To efficiently look up the qids attributes of a speaker we create dictionaries to access the desired qids.

In [None]:
# Create dictionary for the labels and the attributes gender, nationality and occupation
labels_dict = pd.Series(labels_df.Label, index=labels_df.index)
genders_dict = pd.Series(speakers_df.gender.values, index=speakers_df.id).to_dict()
nationalities_dict = pd.Series(speakers_df.nationality.values, index=speakers_df.id).to_dict()
occupations_dict = pd.Series(speakers_df.occupation.values, index=speakers_df.id).to_dict()

We need as well a function to translate the qids of one attribute to  the corresponding label, for one specific speaker.

In [None]:
def translate_qid2label(id_speaker, attr_dict):
    """

SUPPLIED DATA -
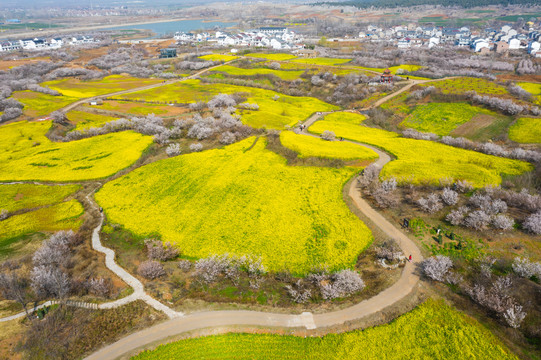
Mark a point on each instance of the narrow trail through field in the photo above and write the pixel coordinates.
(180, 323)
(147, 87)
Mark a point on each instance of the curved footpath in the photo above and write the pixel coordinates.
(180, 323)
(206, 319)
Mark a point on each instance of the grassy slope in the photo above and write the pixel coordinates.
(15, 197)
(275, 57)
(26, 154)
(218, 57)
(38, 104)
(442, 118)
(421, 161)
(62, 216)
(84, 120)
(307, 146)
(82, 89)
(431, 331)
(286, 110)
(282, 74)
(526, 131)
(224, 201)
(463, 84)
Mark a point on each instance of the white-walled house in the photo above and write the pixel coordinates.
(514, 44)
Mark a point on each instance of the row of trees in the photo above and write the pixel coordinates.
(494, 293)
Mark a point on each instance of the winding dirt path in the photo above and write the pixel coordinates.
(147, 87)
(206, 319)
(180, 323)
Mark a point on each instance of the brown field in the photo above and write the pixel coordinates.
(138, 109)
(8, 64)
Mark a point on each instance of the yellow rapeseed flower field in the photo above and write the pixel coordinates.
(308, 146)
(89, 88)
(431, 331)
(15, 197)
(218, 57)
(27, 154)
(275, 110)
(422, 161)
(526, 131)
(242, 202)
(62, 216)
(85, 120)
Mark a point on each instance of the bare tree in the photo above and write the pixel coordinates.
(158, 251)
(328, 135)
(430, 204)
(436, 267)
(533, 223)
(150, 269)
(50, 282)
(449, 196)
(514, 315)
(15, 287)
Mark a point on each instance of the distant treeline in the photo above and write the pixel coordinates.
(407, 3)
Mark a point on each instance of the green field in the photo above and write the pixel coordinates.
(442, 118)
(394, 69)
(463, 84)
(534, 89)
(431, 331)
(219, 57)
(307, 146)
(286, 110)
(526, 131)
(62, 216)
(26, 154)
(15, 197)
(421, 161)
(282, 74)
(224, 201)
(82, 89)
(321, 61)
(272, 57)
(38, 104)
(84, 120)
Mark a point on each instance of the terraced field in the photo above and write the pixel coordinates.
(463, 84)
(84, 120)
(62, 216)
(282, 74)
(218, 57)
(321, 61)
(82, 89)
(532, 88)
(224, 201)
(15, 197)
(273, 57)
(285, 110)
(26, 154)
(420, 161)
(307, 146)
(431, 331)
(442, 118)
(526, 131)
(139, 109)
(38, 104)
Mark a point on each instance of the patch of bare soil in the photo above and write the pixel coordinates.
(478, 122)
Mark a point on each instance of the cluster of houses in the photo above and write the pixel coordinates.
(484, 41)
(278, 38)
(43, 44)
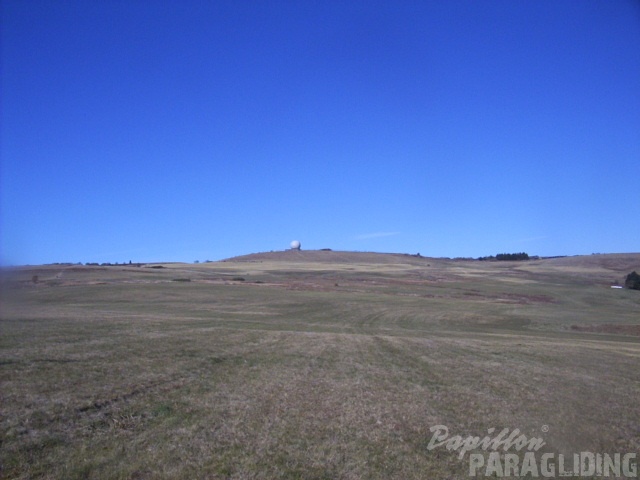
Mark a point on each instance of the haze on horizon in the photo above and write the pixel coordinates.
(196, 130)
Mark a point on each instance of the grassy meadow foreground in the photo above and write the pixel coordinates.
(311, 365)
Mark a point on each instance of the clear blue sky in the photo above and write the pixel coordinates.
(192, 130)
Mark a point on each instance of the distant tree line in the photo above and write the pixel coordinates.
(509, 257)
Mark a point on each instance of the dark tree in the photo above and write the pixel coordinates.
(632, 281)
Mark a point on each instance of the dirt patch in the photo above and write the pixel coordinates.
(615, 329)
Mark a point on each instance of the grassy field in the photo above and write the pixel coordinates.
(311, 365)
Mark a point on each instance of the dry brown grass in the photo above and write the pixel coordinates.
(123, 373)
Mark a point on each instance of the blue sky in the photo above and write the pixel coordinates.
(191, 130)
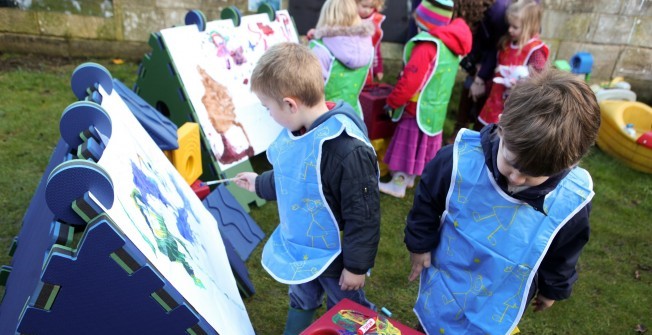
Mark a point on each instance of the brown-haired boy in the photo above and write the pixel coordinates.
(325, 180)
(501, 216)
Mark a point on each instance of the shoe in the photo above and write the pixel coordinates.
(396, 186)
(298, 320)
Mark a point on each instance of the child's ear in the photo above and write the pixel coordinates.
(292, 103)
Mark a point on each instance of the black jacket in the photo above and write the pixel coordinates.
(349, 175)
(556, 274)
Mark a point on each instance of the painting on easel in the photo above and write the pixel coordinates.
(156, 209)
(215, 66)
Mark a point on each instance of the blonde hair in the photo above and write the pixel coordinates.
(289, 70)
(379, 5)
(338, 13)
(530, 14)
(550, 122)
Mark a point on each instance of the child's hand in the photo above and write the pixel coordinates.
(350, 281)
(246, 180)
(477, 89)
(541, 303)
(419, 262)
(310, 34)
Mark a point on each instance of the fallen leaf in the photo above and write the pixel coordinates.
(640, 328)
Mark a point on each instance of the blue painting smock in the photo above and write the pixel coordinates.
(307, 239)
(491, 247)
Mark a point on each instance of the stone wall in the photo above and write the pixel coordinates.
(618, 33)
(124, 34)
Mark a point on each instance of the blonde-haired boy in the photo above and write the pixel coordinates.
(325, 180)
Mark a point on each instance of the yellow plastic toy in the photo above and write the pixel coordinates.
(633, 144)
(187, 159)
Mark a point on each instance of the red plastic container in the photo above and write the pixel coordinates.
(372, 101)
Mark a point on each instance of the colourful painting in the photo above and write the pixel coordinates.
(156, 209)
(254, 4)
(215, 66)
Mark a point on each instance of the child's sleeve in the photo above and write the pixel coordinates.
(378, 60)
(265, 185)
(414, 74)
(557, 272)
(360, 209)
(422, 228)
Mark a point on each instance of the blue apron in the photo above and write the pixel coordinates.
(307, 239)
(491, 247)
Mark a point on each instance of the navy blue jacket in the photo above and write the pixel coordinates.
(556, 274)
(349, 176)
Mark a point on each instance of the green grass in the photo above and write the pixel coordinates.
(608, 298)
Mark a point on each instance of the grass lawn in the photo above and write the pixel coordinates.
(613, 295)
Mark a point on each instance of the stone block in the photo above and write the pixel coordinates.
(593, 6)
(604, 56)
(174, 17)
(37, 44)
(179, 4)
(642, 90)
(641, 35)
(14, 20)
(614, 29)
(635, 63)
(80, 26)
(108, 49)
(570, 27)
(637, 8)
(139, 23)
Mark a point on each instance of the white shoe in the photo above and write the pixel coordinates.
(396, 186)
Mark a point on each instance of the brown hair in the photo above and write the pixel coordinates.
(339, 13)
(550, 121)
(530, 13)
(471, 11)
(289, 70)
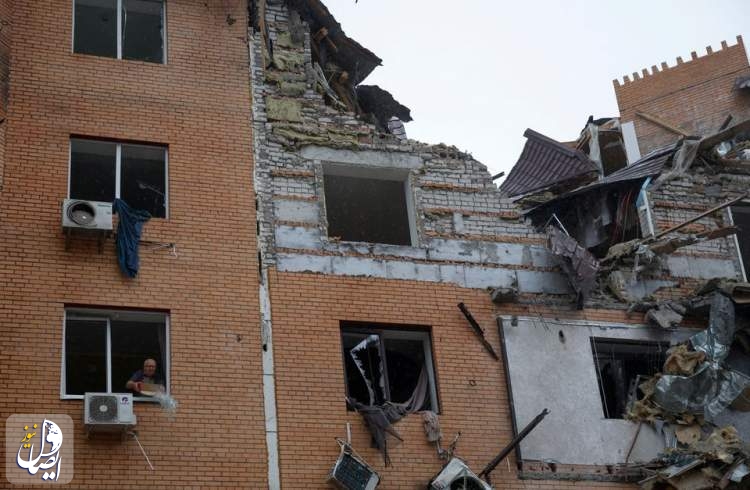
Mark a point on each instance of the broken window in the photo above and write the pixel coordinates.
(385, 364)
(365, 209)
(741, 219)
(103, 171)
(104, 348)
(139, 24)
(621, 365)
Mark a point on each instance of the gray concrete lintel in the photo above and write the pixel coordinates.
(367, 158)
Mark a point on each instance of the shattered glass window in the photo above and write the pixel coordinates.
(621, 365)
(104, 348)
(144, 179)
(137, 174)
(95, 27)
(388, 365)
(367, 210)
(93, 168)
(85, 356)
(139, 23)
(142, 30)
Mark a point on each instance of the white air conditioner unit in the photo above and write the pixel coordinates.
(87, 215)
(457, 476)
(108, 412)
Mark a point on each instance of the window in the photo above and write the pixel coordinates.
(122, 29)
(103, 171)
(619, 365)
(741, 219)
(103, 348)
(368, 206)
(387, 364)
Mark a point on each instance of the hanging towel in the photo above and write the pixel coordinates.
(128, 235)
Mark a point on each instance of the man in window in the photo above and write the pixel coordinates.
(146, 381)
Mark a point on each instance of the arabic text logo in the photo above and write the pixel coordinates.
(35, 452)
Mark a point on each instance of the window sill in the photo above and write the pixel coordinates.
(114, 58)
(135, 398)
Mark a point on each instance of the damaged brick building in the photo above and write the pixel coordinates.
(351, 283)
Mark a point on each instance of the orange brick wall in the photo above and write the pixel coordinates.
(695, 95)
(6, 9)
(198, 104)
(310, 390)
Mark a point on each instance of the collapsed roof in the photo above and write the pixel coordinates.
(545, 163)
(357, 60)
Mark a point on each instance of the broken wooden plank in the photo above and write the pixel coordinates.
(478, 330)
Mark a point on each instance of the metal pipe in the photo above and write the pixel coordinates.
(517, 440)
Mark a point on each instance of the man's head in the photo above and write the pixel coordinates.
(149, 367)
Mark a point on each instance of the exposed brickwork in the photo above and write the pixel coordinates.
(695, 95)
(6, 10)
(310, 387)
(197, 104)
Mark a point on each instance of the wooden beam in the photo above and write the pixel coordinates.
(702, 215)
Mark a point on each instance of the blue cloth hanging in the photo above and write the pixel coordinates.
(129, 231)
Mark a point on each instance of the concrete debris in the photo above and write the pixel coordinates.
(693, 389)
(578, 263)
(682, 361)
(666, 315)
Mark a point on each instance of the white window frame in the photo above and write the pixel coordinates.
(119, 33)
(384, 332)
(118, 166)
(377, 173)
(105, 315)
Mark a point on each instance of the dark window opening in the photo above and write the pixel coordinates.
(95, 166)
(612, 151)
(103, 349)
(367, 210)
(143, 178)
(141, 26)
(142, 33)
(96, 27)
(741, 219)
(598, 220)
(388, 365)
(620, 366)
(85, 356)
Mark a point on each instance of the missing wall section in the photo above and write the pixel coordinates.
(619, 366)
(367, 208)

WHAT TO WORK ON -
Restate the stretch of the notebook excerpt from "To efficiently look" through "labels_dict = pd.Series(labels_df.Label, index=labels_df.index)", switching "dictionaries" to "lookup tables". The data has no connection to the notebook excerpt.

RESULT OF THIS TASK -
To efficiently look up the qids attributes of a speaker we create lookup tables to access the desired qids.

In [None]:
# Create dictionary for the labels and the attributes gender, nationality and occupation
labels_dict = pd.Series(labels_df.Label, index=labels_df.index)